→ **Problem description**
Copy the entries verbatim from their beginning through the line that contains "rough mask: <svg", including that line. Omit the pictures from your copy.

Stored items
----
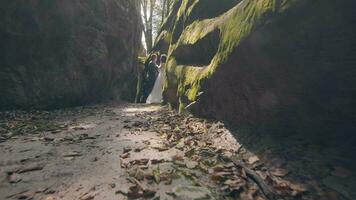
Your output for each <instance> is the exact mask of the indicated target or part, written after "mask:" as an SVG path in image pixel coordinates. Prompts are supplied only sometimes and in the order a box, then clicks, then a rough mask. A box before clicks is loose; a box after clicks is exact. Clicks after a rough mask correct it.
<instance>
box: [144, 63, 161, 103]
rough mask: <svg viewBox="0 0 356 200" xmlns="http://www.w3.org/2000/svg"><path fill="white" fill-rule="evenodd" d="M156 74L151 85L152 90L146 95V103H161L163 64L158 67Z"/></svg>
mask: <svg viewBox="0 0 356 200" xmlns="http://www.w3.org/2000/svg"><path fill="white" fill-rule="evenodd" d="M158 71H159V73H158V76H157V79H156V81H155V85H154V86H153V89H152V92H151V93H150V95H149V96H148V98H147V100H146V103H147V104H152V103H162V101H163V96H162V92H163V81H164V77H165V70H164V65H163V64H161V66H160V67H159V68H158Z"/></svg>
----
→ **Answer space**
Your output for each <instance> is the exact mask of the indicated target or part, written after "mask:" as an SVG path in image pixel coordinates. Prompts are supplied only sometimes and in the order a box, then clicks, then a rough mask. A box before clicks is loose; a box after clicks is exact. Clicks after a rough mask correct it.
<instance>
box: [144, 63, 161, 103]
rough mask: <svg viewBox="0 0 356 200" xmlns="http://www.w3.org/2000/svg"><path fill="white" fill-rule="evenodd" d="M156 74L151 85L152 90L146 95V103H161L163 64L158 67Z"/></svg>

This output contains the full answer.